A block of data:
- - - -

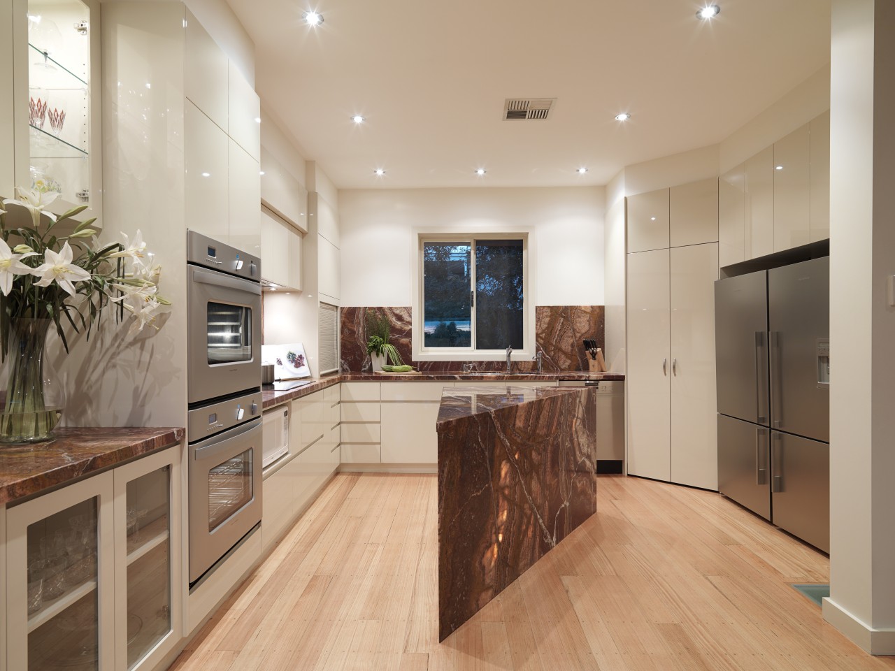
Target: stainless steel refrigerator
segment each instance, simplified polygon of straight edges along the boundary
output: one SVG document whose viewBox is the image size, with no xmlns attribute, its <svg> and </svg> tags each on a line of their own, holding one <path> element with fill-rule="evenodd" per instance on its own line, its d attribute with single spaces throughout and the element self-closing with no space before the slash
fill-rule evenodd
<svg viewBox="0 0 895 671">
<path fill-rule="evenodd" d="M 715 282 L 718 488 L 826 552 L 829 261 Z"/>
</svg>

- - - -

_TASK TO CARRY OUT_
Substitute "object" for "instance" everywhere it occurs in the material above, keeping everything else unchanged. Leave the pictures out of your answer.

_OUTPUT BELOW_
Target: stainless steel refrigerator
segment each object, simplified polygon of straight edges along the boundary
output: one SVG document whose viewBox is the image size, with no xmlns attribute, its <svg> and </svg> tags each on a line of their own, holding one <path> element with fill-rule="evenodd" per object on its own line, its d attribute with single spaces throughout and the element self-closing with no space before the slash
fill-rule evenodd
<svg viewBox="0 0 895 671">
<path fill-rule="evenodd" d="M 715 282 L 718 488 L 826 552 L 829 261 Z"/>
</svg>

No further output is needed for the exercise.